--- WYBRANY TEKST ---

Na pół roku przed wyborami samorządowymi CBOS na zlecenie programu masz Głos, Masz Wybór Fundacji Batorego przeprowadził badania opinii społecznej dotyczących planów wyborczych Polaków.
Zlecone przez program Masz Głos, Masz Wybór badania przeprowadziło w dniach 6–25 marca 2014 roku Centrum Badania Opinii Społecznej (CBOS) na reprezentatywnej 1007– osobowej grupie dorosłych Polaków. Respondentom zadano po cztery pytania. Dwa dotyczyły ewentualnego zamiaru poparcia w nadchodzących wyborach dotychczasowego wójta/burmistrza/prezydenta oraz dotychczasowej rady miasta/gminy. Jedno zwyczajów – tego czy respondenci rozmawiają z rodziną/znajomymi na tematy związane z lokalnym życiem publiczny. I jedno – odczuć – tego, czy badani sądzą, iż władze samorządowe rzeczywiście zainteresowane są ich opiniami.
Mijająca kadencja samorządowa była dość szczególna. Z jednej strony był to okres wielu dużych inwestycji współfinansowanych przez Unię Europejską lub choćby powstających przy okazji Euro2012; z drugiej – bolesnych oszczędności związanych z kryzysem. Był to też okres coraz wyraźniejszego angażowania się mieszkańców w lokalne życie publiczne – spopularyzowania funduszu sołeckiego, pierwszych sukcesów i porażek budżetu obywatelskiego, wyraźnie zwiększonej aktywności ruchów miejskich oraz narastających gdzieniegdzie frustracji, które doprowadziły do fali lokalnych referendów odwoławczych.
– Mieszkańcy poczuli się gospodarzami w swoich gminach i miejscowościach – zauważa Joanna Załuska, dyrektor programu Masz Głos, Masz Wybór. – Rozmawiają między sobą o sprawach lokalnych, mają konkretne oczekiwania od władz i wyrobioną opinię na temat ich dotychczasowej działalności. Czekają nas naprawdę interesujące wybory! Bardzo trudno przewidzieć ich rezultat.
Niepewnie na górze
Na pytanie: Gdyby w nadchodzących wyborach samorządowych kandydował obecny prezydent/burmistrz/wójt (…), czy głosował(a)by Pan(i) na niego czy na innego kandydata? aż 42,9% respondentów zadeklarowało poparcie dla reelekcji. Najwierniejsi okazali się mieszkańcy wsi – aż 52,7% badanych poprze dotychczasowego wójta, a spośród grup zawodowych – rolnicy (61,6 % poparcia). Zmian nie chce też wiele (49,3%) spośród osób dobrze oceniających swoją sytuację materialną.

---

**ZADANE POLECENIE:**
Czy możesz przytoczyć słowo w słowo fragment powyższego tekstu o sondażu CBOS, który zaczyna się od słów „Zlecone przez program” i kończy na słowach „są ich opiniami.”?

--- WYODRĘBNIONE WPISY ---

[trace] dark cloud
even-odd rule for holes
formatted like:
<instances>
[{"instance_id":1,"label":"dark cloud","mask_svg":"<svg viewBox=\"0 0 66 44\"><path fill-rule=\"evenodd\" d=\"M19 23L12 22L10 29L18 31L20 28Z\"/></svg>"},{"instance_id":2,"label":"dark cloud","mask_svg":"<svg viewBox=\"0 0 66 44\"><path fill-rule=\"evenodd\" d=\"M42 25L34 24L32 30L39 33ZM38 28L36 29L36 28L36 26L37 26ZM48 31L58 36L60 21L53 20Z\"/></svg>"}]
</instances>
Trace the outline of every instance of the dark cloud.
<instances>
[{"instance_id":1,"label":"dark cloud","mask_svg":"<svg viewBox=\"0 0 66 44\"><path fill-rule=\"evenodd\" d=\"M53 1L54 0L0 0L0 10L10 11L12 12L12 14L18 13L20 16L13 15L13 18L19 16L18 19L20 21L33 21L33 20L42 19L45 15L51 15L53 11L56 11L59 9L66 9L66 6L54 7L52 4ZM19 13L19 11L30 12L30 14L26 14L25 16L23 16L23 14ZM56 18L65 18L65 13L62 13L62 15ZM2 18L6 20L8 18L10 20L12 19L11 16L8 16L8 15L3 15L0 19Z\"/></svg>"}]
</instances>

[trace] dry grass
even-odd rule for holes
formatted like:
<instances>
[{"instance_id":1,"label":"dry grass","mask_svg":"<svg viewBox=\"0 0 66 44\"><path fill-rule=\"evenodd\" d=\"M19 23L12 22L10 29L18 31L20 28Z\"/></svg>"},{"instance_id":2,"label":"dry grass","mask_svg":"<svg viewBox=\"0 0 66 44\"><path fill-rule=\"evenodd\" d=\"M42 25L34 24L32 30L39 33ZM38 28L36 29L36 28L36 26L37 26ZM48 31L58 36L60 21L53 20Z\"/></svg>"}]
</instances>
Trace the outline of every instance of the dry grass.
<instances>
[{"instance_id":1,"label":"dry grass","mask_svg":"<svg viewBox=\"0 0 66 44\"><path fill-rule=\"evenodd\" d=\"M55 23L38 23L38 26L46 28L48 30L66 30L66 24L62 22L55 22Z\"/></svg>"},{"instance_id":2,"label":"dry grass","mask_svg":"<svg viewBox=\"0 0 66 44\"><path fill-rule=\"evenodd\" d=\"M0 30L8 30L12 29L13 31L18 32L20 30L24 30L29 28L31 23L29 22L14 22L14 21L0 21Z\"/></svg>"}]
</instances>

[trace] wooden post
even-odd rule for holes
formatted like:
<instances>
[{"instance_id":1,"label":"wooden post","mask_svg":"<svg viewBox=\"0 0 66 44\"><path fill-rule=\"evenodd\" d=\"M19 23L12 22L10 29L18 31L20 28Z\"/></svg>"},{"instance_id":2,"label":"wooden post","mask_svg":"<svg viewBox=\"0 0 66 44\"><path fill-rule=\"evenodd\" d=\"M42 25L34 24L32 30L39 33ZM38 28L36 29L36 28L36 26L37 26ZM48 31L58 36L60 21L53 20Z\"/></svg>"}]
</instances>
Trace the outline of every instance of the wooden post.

---
--- WYODRĘBNIONE WPISY ---

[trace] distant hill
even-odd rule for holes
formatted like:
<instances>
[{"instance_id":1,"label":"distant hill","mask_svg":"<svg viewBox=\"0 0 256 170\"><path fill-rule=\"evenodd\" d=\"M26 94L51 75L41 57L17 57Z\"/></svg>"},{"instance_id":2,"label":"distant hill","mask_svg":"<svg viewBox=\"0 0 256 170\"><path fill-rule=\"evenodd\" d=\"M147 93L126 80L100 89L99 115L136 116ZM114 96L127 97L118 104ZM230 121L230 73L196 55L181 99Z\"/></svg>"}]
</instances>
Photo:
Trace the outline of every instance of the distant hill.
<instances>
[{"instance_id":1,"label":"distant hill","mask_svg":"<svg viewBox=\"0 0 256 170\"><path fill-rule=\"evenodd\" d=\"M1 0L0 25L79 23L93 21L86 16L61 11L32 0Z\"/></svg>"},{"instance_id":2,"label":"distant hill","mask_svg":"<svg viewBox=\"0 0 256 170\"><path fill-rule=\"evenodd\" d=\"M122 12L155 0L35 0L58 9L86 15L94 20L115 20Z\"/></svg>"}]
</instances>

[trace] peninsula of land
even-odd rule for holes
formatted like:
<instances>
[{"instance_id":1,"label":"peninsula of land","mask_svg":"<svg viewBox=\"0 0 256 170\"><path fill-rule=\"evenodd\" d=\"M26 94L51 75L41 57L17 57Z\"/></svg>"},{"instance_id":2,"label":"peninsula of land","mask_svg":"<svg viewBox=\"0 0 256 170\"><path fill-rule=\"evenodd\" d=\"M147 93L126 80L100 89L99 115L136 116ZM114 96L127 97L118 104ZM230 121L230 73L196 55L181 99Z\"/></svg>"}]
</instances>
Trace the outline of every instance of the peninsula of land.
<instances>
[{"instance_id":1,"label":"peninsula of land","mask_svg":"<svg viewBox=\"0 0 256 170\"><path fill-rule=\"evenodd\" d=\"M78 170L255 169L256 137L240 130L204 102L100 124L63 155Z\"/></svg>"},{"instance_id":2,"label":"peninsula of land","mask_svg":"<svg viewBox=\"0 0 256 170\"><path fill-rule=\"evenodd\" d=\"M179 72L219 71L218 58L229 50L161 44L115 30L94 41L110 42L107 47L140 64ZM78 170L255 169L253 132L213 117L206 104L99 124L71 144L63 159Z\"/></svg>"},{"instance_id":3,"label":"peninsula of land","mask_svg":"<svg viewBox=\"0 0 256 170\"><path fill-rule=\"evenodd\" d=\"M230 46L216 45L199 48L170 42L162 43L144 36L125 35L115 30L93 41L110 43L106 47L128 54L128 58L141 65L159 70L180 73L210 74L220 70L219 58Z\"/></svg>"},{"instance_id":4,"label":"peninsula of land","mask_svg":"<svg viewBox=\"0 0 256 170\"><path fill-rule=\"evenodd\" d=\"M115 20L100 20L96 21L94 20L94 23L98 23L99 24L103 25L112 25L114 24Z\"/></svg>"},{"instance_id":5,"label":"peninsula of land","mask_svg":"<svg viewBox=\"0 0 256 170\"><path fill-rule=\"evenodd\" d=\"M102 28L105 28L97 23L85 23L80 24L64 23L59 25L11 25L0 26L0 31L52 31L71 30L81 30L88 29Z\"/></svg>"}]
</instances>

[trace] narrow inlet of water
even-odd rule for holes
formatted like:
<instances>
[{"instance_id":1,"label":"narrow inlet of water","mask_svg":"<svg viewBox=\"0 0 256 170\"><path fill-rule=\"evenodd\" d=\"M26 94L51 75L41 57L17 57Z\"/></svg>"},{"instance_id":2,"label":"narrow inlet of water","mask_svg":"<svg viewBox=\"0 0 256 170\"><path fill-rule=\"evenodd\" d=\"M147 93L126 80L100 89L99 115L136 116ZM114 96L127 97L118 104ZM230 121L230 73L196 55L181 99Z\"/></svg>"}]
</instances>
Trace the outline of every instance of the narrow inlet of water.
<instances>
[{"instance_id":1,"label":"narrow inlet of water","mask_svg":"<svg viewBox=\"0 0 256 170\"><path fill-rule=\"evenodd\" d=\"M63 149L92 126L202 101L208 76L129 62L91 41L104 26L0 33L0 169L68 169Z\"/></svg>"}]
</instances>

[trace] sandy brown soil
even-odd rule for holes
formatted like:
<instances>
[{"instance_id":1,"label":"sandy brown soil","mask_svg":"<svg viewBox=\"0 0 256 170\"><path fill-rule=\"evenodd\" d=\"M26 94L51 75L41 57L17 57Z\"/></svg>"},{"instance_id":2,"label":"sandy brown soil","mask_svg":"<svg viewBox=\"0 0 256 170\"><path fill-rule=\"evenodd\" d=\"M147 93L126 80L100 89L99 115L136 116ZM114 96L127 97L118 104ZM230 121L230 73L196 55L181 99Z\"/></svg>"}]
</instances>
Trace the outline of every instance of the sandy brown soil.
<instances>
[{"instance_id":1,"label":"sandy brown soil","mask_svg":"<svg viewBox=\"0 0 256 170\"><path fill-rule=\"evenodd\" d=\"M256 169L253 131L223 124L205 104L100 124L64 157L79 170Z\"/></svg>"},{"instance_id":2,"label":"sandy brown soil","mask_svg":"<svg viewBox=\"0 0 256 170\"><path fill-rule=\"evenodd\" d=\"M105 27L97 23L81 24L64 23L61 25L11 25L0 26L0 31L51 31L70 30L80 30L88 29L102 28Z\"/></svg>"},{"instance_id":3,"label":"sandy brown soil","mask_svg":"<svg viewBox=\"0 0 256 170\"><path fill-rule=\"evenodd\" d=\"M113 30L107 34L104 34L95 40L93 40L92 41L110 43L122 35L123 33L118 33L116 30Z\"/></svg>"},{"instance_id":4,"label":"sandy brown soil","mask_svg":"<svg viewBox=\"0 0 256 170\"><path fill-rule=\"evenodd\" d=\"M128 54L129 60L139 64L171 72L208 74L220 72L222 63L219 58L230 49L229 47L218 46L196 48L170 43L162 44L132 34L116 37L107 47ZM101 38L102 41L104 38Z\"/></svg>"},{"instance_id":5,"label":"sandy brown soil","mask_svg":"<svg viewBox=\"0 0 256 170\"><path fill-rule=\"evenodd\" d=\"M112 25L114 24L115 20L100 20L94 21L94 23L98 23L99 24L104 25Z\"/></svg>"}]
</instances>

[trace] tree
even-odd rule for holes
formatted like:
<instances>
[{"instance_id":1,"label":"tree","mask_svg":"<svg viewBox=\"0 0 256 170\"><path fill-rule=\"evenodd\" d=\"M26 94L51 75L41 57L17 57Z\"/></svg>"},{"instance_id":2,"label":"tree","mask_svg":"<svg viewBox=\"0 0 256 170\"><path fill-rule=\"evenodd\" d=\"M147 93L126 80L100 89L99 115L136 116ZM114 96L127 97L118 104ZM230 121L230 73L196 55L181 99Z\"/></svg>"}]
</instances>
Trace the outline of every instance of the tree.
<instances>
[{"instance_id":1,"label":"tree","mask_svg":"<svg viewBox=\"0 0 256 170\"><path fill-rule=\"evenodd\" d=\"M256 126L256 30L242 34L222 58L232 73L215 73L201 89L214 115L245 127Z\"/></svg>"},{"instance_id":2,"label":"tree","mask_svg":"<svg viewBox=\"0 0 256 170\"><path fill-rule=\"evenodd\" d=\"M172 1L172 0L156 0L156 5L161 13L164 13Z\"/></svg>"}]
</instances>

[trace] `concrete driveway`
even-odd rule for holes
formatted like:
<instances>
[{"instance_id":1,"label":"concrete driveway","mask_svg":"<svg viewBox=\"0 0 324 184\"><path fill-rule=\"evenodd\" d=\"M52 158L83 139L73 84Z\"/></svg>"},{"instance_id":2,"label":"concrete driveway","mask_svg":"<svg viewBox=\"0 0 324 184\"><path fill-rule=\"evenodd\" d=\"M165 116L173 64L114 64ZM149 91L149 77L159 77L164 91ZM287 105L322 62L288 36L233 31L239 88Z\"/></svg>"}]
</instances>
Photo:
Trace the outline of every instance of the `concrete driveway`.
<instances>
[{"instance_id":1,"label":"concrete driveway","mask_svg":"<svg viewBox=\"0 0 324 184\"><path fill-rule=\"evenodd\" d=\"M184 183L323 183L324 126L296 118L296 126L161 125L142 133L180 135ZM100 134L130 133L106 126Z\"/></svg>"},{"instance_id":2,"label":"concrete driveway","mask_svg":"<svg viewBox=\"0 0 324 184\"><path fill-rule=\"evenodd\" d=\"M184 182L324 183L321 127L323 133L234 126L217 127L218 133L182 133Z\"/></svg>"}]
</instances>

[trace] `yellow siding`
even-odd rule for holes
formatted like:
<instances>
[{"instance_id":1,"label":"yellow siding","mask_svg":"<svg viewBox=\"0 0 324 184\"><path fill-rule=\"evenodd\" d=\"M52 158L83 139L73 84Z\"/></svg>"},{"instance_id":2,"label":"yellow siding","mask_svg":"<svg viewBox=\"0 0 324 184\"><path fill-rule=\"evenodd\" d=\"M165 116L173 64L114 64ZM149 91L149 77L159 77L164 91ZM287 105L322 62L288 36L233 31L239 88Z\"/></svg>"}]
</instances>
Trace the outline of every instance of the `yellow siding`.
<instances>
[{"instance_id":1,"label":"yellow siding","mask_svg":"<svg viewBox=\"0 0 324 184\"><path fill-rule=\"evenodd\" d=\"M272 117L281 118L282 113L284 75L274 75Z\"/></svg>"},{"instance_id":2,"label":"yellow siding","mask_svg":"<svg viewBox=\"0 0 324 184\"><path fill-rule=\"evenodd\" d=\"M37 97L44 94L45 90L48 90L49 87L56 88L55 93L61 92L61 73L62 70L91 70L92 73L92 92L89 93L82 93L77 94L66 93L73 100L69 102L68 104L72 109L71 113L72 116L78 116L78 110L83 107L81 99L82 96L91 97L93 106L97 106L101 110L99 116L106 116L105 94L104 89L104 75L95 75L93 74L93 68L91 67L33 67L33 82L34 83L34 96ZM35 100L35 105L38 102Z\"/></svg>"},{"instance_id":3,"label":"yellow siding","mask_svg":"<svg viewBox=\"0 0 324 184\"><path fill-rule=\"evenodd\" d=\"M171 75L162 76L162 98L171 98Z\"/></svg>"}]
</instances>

---

**WYNIK:**
Zlecone przez program Masz Głos, Masz Wybór badania przeprowadziło w dniach 6–25 marca 2014 roku Centrum Badania Opinii Społecznej (CBOS) na reprezentatywnej 1007– osobowej grupie dorosłych Polaków. Respondentom zadano po cztery pytania. Dwa dotyczyły ewentualnego zamiaru poparcia w nadchodzących wyborach dotychczasowego wójta/burmistrza/prezydenta oraz dotychczasowej rady miasta/gminy. Jedno zwyczajów – tego czy respondenci rozmawiają z rodziną/znajomymi na tematy związane z lokalnym życiem publiczny. I jedno – odczuć – tego, czy badani sądzą, iż władze samorządowe rzeczywiście zainteresowane są ich opiniami.